GIVEN REQUEST 1: Reproduce the following excerpt from the passage about Oakland Local below. Begin at the words "With site growth" and stop after "their audience base.".

SUPPLIED PASSAGE:
It hasn’t been a completely rosy ride.  Susan Mernit explained:  “As the site quickly grew in local influence and popularity, we found ourselves explaining to other media organizations that had a longer tenure in Oakland, but less understanding of how the web operated that our page views and credibility could be a tool to help them gain more readers and attention, rather than a means to deprive them of readers and influence.”

She and her team found writing about the issue on their site to be useful, helping them reflect on and affirm their core mission.  The productive dialogue, she said, led to “a better understanding of some of the frustrations of those who feel caught in the digital divide.”

Challenges now also revolve around infrastructure and sustained growth.  The team has sublet co-working space and will bring aboard about six interns for the summer. 

The next six months will also find the team focused on building revenue “in a way that fits in with our core mission.”  Mernit’s goal is to be able to fund up to three staff members. 

With site growth slowing now, down from a high of 30 percent a month, Oakland Local staffers will continue their outreach “to a wider pool of local people,” in order to increase their audience base. 

And Oakland Local will continue to focus on lean mobile phones as a delivery device.  The site was initially designed to function correctly on mobile devices, and this remains central to its mission of access for all.


Oakland Local Chugging Along

March 2010

In the months since its launch, Oakland Local has been growing its audience exponentially.

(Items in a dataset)
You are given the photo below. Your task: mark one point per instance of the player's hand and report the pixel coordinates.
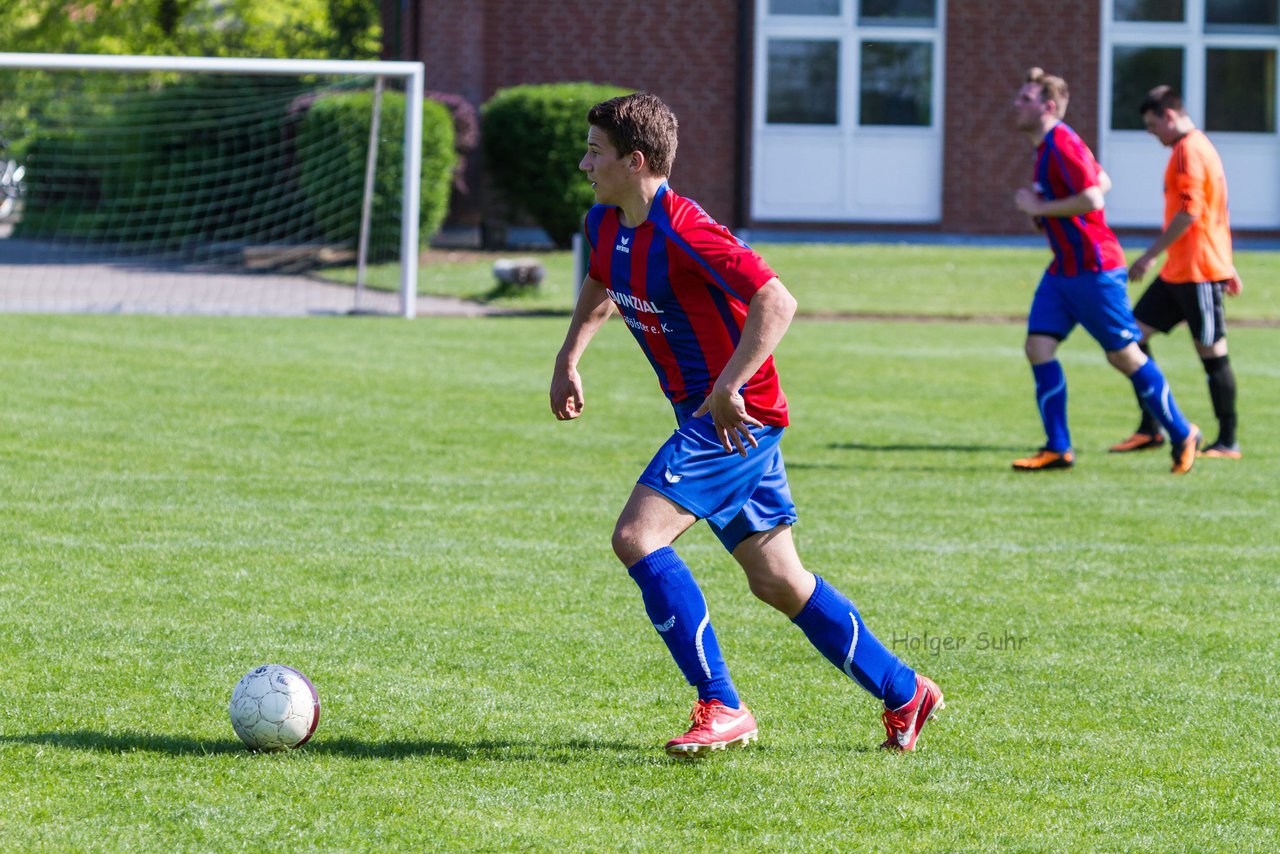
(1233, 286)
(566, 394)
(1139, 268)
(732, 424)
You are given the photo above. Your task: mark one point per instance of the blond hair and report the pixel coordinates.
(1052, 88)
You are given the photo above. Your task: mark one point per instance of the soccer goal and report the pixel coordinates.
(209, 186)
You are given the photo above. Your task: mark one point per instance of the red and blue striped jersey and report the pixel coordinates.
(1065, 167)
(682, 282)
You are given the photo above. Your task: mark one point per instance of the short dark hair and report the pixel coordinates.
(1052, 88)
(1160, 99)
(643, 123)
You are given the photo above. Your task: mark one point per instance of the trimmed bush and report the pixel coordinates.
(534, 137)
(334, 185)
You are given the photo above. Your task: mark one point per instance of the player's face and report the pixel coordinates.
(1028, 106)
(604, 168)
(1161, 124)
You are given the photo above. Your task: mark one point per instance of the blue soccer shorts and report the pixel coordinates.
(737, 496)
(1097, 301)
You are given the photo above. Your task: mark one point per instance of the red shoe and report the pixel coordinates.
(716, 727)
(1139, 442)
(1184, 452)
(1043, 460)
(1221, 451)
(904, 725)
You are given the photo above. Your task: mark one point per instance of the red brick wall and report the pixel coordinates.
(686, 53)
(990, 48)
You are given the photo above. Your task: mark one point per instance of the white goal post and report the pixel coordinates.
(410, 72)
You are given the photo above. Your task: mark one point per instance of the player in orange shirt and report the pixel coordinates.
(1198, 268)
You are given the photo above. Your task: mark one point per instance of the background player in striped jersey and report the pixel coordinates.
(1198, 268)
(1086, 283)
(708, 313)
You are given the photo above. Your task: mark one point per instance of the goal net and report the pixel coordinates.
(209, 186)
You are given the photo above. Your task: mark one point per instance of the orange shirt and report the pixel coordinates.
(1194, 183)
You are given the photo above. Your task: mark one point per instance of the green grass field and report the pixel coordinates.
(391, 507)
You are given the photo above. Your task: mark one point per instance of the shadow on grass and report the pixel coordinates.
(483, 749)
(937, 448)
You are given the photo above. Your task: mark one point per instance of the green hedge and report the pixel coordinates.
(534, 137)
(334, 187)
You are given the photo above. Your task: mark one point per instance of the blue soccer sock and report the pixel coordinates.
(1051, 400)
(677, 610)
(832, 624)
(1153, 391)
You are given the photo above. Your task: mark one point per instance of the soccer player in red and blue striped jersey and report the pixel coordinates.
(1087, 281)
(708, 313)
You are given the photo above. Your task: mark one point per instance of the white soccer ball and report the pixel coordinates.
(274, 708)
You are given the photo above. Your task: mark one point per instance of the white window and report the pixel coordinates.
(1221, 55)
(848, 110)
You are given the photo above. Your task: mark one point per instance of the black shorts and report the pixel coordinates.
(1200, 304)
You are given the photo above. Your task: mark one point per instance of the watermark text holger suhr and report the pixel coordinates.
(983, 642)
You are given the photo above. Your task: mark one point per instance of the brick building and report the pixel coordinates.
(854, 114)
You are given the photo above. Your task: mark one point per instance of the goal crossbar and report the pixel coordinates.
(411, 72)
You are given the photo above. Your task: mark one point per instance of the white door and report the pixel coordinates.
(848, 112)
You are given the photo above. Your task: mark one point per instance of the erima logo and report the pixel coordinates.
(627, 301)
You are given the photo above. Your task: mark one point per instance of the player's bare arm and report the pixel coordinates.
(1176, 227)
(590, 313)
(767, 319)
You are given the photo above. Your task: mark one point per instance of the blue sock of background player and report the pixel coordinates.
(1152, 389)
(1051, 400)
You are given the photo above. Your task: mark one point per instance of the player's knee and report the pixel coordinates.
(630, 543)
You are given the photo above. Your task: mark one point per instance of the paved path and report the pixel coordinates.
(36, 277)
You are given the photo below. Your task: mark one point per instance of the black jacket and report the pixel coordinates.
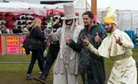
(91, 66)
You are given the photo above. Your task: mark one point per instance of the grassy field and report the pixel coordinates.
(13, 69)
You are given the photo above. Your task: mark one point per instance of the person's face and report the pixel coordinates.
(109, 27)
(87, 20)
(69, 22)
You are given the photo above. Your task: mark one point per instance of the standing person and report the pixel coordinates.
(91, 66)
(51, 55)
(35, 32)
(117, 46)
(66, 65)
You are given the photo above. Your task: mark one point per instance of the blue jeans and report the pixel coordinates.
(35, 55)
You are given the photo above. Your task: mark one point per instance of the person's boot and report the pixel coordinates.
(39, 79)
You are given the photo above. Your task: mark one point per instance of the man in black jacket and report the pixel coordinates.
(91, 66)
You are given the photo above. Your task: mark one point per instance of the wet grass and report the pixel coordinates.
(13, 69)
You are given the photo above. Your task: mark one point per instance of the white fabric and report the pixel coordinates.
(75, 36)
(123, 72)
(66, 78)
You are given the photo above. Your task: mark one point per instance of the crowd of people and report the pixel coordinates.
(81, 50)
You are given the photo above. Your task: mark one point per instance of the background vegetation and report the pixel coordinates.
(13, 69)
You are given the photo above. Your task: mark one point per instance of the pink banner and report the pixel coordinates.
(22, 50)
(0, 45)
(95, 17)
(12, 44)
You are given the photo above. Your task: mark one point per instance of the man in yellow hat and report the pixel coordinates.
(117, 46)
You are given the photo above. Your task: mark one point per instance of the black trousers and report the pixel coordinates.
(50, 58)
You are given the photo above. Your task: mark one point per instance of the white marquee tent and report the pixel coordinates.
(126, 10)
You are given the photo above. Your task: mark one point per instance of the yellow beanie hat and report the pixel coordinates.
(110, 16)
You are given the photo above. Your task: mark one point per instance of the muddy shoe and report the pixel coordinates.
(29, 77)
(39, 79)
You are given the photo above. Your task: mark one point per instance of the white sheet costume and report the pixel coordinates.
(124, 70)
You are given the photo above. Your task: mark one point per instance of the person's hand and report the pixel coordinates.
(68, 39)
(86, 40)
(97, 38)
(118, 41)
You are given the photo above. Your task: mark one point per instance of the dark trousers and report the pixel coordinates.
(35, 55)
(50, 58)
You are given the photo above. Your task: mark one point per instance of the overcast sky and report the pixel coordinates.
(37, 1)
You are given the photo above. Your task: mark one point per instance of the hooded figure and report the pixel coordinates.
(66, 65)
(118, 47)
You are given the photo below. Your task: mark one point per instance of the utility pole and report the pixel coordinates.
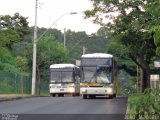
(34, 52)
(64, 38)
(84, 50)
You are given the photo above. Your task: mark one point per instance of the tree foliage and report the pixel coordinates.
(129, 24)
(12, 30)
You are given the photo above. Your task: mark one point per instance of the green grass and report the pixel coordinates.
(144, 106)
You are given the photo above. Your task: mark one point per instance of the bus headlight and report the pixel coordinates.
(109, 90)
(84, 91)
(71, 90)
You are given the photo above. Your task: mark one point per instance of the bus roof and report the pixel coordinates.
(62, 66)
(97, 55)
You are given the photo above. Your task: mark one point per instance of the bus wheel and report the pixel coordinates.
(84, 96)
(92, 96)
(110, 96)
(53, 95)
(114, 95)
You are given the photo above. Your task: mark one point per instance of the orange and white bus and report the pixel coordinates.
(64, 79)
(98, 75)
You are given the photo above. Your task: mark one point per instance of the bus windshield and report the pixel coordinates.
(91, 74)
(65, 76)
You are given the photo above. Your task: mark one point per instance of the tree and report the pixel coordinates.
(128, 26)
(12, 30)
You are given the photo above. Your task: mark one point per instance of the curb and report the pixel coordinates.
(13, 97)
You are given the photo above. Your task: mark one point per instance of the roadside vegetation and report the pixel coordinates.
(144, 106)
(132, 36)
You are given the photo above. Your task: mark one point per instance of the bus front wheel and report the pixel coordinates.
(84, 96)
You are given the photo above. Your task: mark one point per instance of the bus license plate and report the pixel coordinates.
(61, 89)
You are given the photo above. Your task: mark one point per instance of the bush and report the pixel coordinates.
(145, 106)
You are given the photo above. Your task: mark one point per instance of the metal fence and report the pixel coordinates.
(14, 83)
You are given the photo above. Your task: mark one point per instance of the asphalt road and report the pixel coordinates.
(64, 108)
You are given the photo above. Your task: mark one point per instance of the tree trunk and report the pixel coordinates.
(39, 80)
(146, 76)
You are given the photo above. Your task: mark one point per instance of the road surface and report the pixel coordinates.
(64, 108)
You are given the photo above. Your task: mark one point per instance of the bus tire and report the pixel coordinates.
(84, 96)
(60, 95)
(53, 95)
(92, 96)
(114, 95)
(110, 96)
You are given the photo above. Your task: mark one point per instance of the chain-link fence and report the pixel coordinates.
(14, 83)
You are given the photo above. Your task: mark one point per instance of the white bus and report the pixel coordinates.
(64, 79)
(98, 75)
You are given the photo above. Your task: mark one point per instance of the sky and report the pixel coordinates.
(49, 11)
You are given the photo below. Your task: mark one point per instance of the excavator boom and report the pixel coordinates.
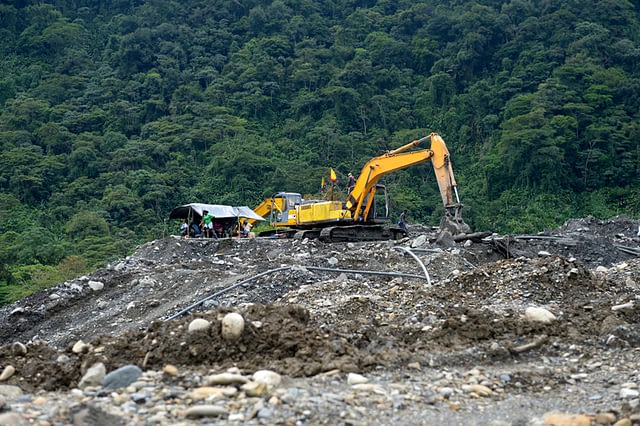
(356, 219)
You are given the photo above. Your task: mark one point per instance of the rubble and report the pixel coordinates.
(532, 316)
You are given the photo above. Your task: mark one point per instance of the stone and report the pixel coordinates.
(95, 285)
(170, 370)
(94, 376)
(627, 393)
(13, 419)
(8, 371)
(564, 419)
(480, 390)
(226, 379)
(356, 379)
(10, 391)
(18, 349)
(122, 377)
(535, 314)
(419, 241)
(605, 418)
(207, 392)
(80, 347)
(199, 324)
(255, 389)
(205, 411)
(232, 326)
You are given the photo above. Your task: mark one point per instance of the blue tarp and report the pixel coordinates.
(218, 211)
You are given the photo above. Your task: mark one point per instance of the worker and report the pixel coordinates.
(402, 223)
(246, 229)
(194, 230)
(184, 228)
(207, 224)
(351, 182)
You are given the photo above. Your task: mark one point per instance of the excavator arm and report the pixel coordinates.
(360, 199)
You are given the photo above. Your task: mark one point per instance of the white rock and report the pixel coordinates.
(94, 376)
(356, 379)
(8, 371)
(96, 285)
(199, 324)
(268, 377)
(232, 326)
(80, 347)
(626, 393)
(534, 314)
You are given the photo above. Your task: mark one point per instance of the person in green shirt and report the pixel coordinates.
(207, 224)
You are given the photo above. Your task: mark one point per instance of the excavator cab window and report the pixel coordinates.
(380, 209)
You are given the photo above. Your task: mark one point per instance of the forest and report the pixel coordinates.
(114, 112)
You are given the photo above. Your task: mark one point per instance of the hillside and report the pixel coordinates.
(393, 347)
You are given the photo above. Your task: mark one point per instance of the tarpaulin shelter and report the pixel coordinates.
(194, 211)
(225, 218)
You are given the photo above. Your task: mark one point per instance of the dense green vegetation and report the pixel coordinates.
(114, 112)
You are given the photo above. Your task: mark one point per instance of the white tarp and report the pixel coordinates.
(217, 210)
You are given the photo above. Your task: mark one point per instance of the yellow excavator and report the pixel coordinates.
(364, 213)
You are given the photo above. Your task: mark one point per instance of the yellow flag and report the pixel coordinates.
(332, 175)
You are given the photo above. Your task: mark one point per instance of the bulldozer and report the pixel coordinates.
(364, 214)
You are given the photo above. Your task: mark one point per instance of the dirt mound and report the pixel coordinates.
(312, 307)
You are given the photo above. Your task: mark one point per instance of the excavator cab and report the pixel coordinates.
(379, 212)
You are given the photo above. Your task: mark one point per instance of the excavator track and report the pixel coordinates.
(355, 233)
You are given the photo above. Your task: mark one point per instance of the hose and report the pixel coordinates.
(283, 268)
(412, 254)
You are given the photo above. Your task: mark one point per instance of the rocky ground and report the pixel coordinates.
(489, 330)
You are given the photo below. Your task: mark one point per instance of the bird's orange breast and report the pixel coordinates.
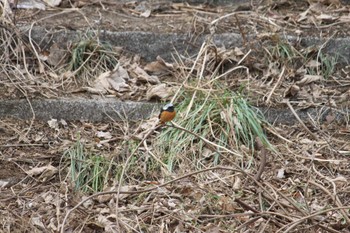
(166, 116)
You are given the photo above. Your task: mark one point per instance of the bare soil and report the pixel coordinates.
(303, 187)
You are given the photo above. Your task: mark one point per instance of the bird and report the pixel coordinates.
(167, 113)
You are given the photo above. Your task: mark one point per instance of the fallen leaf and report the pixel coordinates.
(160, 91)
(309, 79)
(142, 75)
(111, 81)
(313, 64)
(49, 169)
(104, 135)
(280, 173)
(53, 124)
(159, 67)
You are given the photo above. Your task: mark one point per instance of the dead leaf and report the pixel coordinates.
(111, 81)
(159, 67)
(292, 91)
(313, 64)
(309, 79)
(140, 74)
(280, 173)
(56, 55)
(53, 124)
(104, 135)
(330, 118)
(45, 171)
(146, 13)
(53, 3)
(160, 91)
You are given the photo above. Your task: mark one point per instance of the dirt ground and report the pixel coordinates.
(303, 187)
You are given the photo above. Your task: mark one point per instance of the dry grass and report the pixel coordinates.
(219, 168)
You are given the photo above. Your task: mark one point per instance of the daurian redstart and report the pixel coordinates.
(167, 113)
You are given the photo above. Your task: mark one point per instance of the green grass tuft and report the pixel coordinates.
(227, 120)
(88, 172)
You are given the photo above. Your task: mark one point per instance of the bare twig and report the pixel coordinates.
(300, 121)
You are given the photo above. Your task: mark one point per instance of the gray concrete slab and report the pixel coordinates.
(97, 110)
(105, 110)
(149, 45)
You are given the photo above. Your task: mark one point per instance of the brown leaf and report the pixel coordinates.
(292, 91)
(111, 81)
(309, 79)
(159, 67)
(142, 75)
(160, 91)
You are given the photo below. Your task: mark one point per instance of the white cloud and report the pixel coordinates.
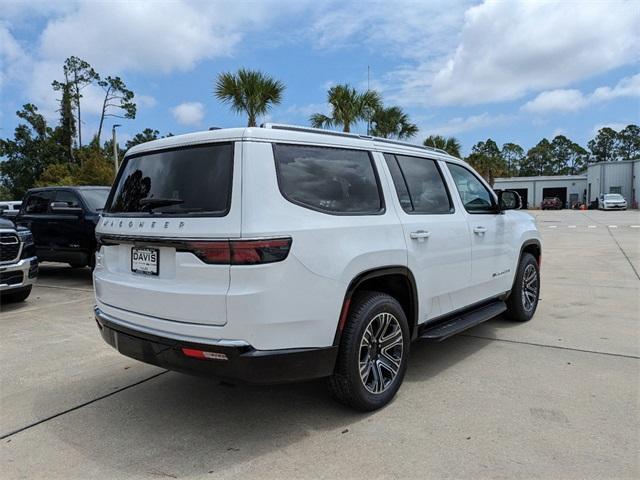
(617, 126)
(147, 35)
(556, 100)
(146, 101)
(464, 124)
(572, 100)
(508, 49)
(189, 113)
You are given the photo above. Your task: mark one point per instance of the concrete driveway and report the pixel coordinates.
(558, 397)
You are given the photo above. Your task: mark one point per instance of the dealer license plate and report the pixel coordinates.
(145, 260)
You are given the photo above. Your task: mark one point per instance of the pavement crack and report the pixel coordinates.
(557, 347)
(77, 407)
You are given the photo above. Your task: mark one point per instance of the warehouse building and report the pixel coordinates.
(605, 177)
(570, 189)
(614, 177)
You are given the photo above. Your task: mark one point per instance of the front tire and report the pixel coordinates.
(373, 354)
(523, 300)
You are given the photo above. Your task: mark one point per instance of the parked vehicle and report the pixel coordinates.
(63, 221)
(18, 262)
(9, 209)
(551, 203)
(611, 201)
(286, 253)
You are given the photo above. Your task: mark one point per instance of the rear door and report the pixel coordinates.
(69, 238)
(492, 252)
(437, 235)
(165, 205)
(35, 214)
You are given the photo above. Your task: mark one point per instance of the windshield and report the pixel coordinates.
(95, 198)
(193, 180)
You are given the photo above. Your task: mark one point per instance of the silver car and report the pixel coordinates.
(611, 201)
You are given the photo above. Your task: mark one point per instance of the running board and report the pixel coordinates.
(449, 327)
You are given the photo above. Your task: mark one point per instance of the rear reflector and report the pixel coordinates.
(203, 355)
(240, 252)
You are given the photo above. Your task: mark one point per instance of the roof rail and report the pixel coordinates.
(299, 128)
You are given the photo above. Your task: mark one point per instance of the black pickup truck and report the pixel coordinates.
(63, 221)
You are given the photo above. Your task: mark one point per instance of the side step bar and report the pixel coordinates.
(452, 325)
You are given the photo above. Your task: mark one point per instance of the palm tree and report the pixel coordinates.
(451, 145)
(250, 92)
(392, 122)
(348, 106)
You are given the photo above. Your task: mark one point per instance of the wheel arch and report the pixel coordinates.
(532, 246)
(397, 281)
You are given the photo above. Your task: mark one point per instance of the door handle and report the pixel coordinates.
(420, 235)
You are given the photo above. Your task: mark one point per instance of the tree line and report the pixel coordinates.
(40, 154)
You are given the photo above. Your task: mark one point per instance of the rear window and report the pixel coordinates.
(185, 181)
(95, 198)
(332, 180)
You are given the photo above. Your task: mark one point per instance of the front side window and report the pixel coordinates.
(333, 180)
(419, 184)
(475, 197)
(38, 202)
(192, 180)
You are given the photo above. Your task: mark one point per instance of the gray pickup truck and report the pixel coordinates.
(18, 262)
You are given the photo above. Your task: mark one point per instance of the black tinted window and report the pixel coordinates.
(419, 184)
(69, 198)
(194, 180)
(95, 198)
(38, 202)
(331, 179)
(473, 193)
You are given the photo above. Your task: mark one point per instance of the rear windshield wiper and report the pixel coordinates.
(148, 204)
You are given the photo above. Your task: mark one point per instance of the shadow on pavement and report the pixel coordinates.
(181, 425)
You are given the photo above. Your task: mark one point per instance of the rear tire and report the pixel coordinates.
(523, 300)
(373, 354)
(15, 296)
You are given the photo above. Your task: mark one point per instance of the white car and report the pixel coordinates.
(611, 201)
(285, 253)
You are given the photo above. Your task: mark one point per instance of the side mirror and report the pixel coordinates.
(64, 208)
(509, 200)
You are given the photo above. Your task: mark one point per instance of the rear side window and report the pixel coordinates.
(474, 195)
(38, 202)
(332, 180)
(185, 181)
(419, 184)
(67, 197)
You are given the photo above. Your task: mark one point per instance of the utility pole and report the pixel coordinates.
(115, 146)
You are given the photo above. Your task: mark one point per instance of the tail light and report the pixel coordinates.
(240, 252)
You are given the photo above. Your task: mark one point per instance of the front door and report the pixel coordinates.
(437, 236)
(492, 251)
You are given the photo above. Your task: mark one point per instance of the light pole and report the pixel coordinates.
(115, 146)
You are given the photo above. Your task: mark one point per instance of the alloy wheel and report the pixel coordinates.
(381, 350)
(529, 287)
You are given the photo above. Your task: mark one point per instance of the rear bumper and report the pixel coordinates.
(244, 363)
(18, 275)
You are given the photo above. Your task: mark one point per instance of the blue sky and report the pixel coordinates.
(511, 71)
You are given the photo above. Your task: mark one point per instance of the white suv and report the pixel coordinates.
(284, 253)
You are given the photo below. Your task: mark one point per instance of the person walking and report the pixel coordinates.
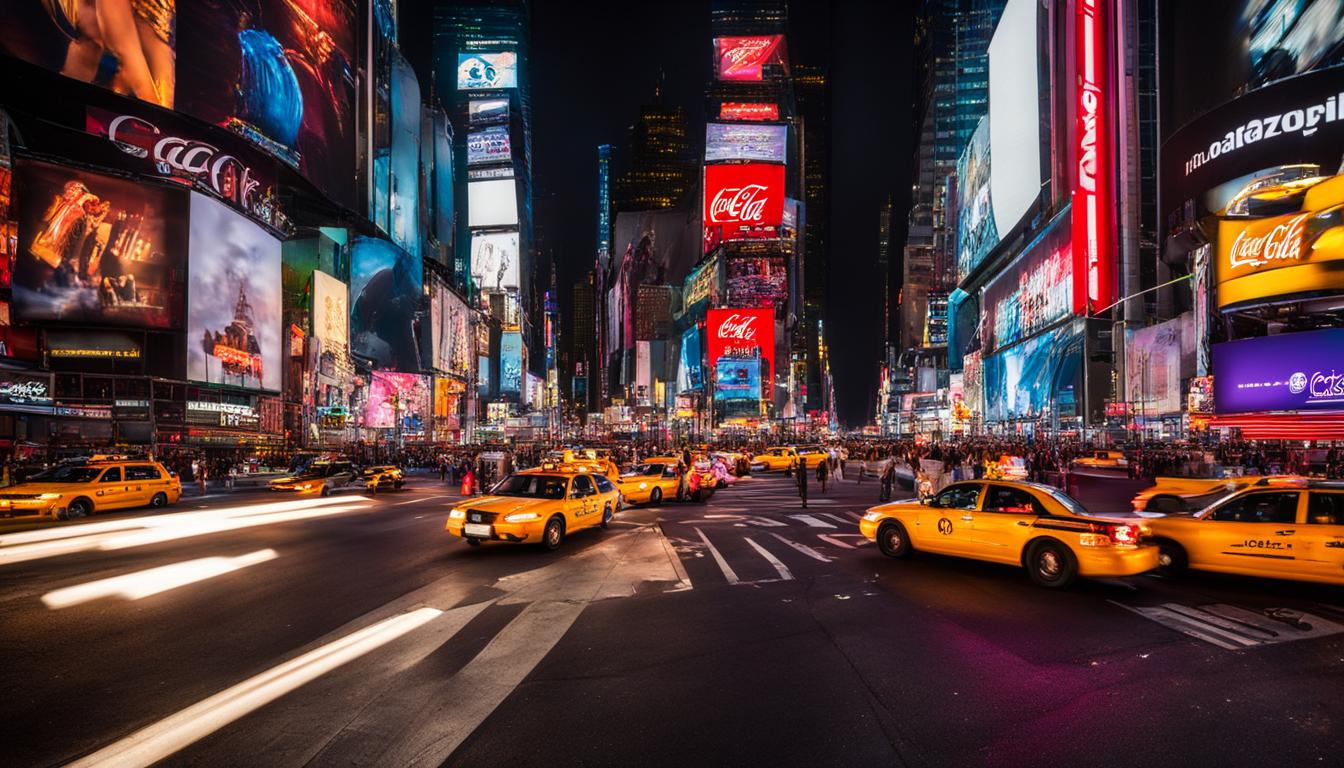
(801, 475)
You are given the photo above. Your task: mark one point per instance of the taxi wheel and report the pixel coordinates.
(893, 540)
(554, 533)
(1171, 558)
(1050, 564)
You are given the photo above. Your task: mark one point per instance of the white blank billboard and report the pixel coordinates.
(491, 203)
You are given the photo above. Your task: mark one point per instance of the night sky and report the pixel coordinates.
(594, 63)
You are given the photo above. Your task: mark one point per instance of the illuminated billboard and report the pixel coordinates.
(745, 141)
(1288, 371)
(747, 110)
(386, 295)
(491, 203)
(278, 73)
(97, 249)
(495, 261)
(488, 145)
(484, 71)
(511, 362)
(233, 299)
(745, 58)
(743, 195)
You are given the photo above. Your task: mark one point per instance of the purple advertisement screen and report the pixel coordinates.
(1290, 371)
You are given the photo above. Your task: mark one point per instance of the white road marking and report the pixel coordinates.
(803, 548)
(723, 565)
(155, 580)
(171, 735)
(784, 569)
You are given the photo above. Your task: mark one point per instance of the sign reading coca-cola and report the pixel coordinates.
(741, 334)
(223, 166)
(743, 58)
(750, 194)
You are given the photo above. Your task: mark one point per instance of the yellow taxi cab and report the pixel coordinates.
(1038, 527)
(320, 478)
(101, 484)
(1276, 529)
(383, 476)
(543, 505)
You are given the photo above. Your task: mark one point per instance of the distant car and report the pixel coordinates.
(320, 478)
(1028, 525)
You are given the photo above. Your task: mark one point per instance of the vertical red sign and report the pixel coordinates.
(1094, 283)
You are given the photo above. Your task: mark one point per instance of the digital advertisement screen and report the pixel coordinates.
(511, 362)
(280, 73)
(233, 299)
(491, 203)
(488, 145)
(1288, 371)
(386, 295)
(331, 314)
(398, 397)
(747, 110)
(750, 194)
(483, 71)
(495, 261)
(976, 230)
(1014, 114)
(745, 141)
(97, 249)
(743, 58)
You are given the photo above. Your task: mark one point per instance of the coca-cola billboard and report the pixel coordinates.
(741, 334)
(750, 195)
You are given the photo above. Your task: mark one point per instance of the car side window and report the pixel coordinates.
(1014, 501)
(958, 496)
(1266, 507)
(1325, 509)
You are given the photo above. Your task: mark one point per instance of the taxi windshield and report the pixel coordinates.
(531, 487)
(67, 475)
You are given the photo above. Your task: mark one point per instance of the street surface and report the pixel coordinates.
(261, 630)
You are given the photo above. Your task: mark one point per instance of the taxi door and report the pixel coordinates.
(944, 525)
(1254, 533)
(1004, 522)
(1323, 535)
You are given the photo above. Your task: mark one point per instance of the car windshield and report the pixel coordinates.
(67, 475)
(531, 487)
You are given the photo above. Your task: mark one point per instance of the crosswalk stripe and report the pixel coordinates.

GIVEN REQUEST 2: Switch "crosswalk stripe" to "zebra crossing stripe" in the entries above, beginning at the line that has "taxi door and report the pixel coordinates." and stopping after the last entry. Write out only those lines, with everything else left as it stands.

COMPLETE RESPONSE 1:
With site growth slowing now, down from a high of 30 percent a month, Oakland Local staffers will continue their outreach “to a wider pool of local people,” in order to increase their audience base.

COMPLETE RESPONSE 2:
You are given the photo above. Your task: mark one point per instance of the taxi door and report the pixel coordinates.
(944, 525)
(1254, 533)
(1004, 522)
(1323, 535)
You are given the photo above. Your task: mark one point per instance of the car windshield and report the pixel coordinates.
(67, 475)
(531, 487)
You are given the photo above. Your task: mark one point per instance of the zebra crossing stripe and report the pixel coordinates.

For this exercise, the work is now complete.